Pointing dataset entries

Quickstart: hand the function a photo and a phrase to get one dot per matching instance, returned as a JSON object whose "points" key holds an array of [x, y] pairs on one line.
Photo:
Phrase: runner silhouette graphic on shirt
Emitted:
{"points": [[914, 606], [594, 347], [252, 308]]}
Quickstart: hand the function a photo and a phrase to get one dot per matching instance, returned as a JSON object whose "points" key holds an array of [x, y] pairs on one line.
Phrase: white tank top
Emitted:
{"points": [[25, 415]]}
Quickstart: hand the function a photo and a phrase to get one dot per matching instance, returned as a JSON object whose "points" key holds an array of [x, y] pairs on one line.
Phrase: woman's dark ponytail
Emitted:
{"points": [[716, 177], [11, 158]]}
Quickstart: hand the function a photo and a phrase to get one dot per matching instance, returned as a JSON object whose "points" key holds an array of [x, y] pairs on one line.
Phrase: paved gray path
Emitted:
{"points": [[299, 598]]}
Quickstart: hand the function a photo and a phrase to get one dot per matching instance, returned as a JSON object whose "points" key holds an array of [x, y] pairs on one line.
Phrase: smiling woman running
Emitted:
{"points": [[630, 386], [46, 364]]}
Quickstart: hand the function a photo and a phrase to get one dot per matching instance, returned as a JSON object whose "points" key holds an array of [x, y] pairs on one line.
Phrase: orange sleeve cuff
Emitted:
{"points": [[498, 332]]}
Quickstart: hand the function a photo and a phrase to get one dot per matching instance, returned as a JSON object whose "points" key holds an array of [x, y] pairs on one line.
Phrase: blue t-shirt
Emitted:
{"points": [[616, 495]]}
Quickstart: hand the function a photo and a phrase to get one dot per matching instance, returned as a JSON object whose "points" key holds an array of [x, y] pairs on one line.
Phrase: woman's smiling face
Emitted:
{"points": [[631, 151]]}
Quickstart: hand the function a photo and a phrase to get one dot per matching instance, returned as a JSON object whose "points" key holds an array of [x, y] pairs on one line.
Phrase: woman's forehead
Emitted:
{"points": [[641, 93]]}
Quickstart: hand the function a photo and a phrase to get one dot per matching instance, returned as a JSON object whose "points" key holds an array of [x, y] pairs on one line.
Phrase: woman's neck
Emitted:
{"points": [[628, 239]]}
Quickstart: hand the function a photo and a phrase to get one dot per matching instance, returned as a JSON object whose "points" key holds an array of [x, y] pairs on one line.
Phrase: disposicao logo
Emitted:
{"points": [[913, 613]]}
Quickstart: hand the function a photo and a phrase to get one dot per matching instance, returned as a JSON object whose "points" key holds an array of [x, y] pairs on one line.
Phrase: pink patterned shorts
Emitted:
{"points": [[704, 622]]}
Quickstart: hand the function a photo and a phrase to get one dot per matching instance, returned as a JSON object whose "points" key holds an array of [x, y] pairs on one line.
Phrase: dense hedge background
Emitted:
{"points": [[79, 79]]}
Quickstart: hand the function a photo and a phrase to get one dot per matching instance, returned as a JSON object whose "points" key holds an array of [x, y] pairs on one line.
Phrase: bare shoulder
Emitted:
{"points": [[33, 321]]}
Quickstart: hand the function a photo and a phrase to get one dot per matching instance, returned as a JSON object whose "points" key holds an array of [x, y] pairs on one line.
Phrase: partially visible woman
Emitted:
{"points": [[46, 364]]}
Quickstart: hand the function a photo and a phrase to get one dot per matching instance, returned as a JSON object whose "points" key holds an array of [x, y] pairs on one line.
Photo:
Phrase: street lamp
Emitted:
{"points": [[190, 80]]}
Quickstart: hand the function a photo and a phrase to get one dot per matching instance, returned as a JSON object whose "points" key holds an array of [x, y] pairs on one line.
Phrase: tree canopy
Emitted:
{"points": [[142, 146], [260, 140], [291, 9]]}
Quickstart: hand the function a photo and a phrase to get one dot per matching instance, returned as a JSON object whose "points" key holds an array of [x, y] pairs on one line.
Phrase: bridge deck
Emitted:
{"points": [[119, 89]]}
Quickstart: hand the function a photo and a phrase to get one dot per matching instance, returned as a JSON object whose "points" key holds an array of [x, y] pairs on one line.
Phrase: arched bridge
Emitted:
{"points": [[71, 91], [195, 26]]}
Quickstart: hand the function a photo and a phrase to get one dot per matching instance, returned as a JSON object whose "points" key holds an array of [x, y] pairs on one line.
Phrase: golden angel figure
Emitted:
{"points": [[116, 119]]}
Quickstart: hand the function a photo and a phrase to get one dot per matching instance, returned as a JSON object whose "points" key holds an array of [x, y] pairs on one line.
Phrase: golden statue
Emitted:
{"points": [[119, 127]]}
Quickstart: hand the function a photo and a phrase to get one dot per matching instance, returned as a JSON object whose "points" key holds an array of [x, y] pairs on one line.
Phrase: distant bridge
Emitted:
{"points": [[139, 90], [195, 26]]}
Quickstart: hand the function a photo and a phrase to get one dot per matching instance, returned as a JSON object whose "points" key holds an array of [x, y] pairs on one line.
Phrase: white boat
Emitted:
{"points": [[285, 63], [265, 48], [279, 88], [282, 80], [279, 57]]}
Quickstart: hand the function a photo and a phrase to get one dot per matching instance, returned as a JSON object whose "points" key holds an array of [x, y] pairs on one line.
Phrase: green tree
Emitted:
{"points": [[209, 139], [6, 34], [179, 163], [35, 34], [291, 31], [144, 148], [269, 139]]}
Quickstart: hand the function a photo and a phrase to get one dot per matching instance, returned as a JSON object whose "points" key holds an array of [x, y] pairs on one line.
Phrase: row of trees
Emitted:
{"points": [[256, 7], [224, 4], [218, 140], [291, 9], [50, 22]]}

Problem statement.
Please show every line from the entries above that contains the word "shirt", copying each one in full.

Output of the task.
Phrase: runner silhouette graphic on shirt
Phrase: blue t-shirt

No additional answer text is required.